Exercise details ::
Answer these questions about the passage on missing graduation:
1. According to the passage, what two things does the chosen road promise?
2. What did Coach Kato tell the writer?
3. What does the writer say they will always catch themselves doing on seeing a cap and gown?

Text block ::
◇ ◇ ◇ ◇ ◇
And not graduating or going to prom or having people wonder about me kills a part of me that I will never be able to revitalize. Instead, I have to shift gears and take the other road. The road I chose knowingly, with a few more bumps, but it promises sleep and hair. And it had peace. And it had simplicity that my life needed. And most of all – it had ME. So I suppose there is a silver lining to this darkened cloud that so gloomily rides on my heels. I’m finding myself. I’ve matured in many ways. So maybe it isn’t exactly ‘killing’ me. Perhaps it’s just what everyone is feeling – the loss, and I felt it first all alone on my special day when no one else in the world was graduating but me – when I broke down in tears thanking the school counselor wishing I could say just one more thing. When Coach Kato wished me the best of luck, and told me that I was a good kid, but needed to go to school more. When I got those hand shakes from the ‘enemy’ that wasn’t so anymore. That was my graduation. So I’m really not ‘missing’ anything. I’m not left out. I’m not unaccounted for. And I probably wouldn’t like that 10 year reunion letter in the mail. And I’m not dying. And nothing should be killing me.

But it is.

And though I don’t have ANY regrets and am convinced that I couldn’t have made a better decision for myself; I will always catch myself looking away when I see a cap and gown.
◇ ◇ ◇ ◇ ◇
Stored rows ::
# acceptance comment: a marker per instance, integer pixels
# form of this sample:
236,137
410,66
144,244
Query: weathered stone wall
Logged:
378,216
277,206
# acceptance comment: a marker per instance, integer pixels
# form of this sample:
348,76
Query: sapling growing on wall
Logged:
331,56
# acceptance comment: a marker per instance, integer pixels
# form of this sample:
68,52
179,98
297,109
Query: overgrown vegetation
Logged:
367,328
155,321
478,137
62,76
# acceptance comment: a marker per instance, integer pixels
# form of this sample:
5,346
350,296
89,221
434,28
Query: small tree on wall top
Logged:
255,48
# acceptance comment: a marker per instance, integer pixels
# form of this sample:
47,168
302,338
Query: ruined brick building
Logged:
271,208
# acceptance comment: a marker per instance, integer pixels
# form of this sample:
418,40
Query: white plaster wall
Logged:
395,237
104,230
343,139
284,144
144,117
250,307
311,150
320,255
◇ ◇ ◇ ◇ ◇
Answer for this exercise ::
1. Sleep and hair.
2. Coach Kato wished the writer the best of luck and said the writer was a good kid but needed to go to school more.
3. Looking away.